● Required work:
Update the records below by changing every "rough mask" to "coarse mask" and keeping everything else the same. Leave the pictures out of your answer.

(Stored data)

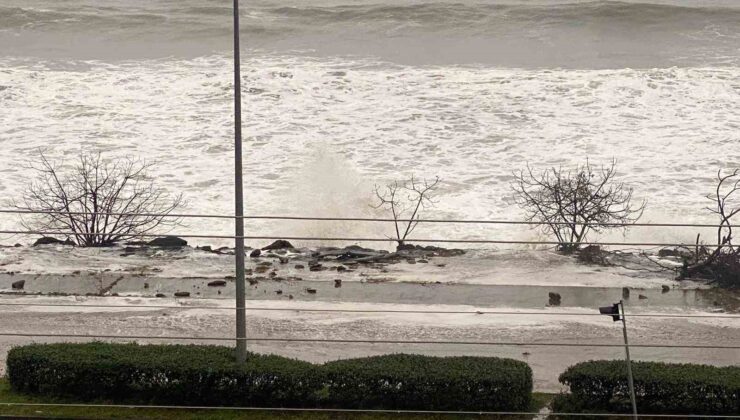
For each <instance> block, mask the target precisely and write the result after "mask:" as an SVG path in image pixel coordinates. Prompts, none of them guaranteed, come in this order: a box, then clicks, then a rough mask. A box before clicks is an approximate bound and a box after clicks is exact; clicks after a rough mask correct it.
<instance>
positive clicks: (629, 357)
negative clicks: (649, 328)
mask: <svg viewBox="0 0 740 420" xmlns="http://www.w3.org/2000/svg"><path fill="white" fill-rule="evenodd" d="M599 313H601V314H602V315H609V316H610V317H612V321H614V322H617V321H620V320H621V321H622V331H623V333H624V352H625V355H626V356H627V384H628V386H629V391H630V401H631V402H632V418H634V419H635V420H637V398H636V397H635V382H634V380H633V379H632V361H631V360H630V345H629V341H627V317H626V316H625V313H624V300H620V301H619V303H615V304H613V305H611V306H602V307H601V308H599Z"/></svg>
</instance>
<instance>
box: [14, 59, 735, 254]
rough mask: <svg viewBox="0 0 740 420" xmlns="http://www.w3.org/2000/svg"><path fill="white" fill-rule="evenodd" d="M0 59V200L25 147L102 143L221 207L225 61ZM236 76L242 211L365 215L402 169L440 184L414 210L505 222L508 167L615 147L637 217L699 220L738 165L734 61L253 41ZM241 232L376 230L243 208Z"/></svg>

● Finished task:
For each <instance> block, mask the target precisely and write the result after "mask:" as an SVG path in image pixel coordinates. Prompts, none of them guaranteed, come in this order: a box, then clicks, then a coarse mask. A box before clicks is an approximate bound and a box after clicks is exact; clicks after a coarse mask correct it.
<instance>
positive clicks: (629, 357)
negative clicks: (649, 328)
mask: <svg viewBox="0 0 740 420" xmlns="http://www.w3.org/2000/svg"><path fill="white" fill-rule="evenodd" d="M599 313H601V314H602V315H609V316H610V317H612V321H614V322H617V321H620V320H621V321H622V331H623V333H624V352H625V355H626V356H627V384H628V386H629V391H630V401H631V402H632V418H634V419H635V420H637V398H636V397H635V382H634V380H633V379H632V361H631V360H630V345H629V341H627V317H626V316H625V313H624V300H620V301H619V303H615V304H613V305H611V306H602V307H601V308H599Z"/></svg>
</instance>
<instance>
box: [14, 59, 735, 254]
coarse mask: <svg viewBox="0 0 740 420" xmlns="http://www.w3.org/2000/svg"><path fill="white" fill-rule="evenodd" d="M0 59V200L25 147L102 143L221 207L225 61ZM236 76L242 211L365 215L402 169L440 184L414 210L505 222L508 167L615 147L637 217L699 220L738 165L734 61L253 41ZM241 232L376 230L243 208Z"/></svg>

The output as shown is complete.